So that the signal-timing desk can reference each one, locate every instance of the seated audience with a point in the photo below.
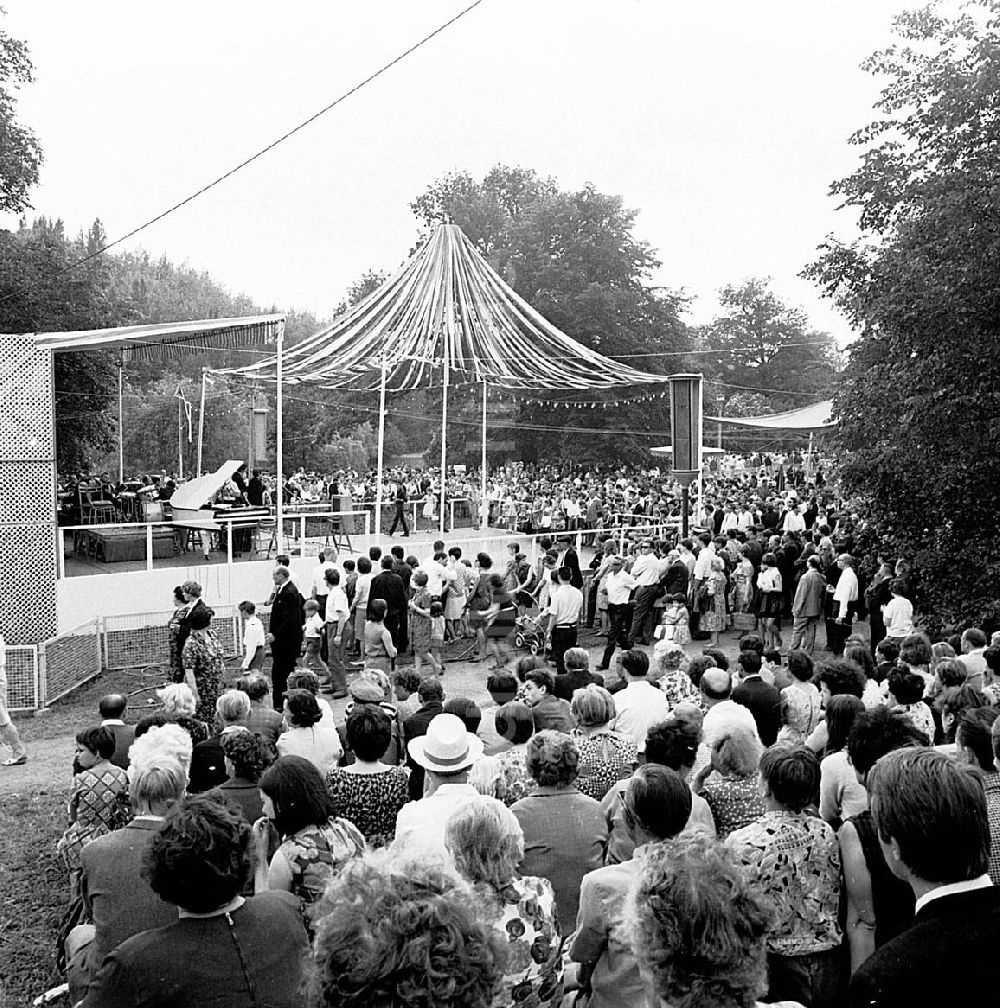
(565, 832)
(315, 843)
(930, 814)
(657, 805)
(223, 950)
(841, 793)
(605, 756)
(699, 926)
(792, 859)
(307, 736)
(402, 931)
(446, 754)
(730, 783)
(486, 844)
(117, 897)
(368, 791)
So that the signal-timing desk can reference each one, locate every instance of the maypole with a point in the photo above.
(484, 504)
(381, 443)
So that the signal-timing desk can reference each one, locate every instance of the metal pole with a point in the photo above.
(278, 437)
(484, 504)
(381, 449)
(444, 442)
(201, 421)
(121, 427)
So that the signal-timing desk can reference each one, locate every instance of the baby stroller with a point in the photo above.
(529, 633)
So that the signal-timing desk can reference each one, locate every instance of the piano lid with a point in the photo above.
(199, 493)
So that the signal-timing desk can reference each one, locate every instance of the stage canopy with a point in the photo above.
(446, 318)
(818, 416)
(161, 340)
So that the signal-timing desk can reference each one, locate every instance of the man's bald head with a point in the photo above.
(716, 683)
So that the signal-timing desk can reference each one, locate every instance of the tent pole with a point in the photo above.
(278, 438)
(381, 450)
(484, 504)
(201, 421)
(121, 427)
(444, 445)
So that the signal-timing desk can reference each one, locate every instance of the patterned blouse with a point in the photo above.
(524, 916)
(734, 800)
(203, 655)
(370, 800)
(605, 757)
(516, 783)
(794, 860)
(316, 854)
(98, 805)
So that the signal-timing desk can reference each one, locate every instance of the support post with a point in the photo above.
(381, 449)
(201, 422)
(444, 443)
(484, 504)
(121, 426)
(278, 439)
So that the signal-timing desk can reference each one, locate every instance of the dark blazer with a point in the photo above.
(388, 586)
(117, 894)
(579, 678)
(124, 737)
(287, 618)
(945, 958)
(764, 703)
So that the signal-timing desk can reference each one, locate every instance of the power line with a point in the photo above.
(264, 150)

→ **INSTRUCTIONS TO FOLLOW**
Please set down each entry word for word, without its images.

→ **OUTPUT FOR THIS TASK**
So that the signal-timing desk can reference each one, locate every instance of the seated audience with a point in the photo below.
(565, 832)
(315, 843)
(930, 814)
(657, 805)
(223, 950)
(841, 793)
(605, 756)
(699, 926)
(792, 859)
(307, 736)
(402, 931)
(446, 754)
(730, 783)
(486, 844)
(117, 897)
(368, 791)
So that the signal-timing desk can reference each one, locate every instance of the maypole with a point in the photo above.
(484, 504)
(381, 443)
So that the signal-timing desk can reference each one, locate every instance of the metal pole with a point in the photo above.
(278, 437)
(484, 504)
(381, 449)
(444, 442)
(201, 421)
(121, 427)
So that the signal-timing desk can reference each one, locate every instance of the baby stroller with a point in the photo above.
(529, 633)
So that the signal-timing desk can reference each one, locate every instance of the piano lid with a point in the photo above.
(199, 493)
So that the signal-timing desk can reference each one, locate every instance of the stage canopy with a point in the photo above.
(446, 318)
(818, 416)
(161, 340)
So that the signal-timing desk can reference each one, locate every instance of the man's bald head with a point in the photo above.
(716, 683)
So that the signal-timing desk can reference each one, locate every instance of the tent pole with a point in the photo above.
(278, 438)
(381, 450)
(484, 504)
(201, 421)
(121, 427)
(444, 445)
So that the signal-timing desk can reference each one, locate every instance of the patterned blouse with a point in the photo above.
(524, 916)
(734, 800)
(203, 655)
(370, 800)
(605, 757)
(516, 783)
(794, 860)
(316, 854)
(98, 805)
So that the signal-timing desk can reference each one, locate every instance of the support post with a point in the photo above.
(381, 449)
(201, 422)
(444, 443)
(484, 504)
(121, 426)
(278, 439)
So that the signal-timing desk can reference each one, locate every instance of the dark blazer with a point in the photo above.
(388, 586)
(117, 894)
(579, 678)
(124, 737)
(287, 618)
(945, 958)
(764, 703)
So that the signal-timing desk can reference each one, locate every instance of the power line with a point in the photo above.
(264, 150)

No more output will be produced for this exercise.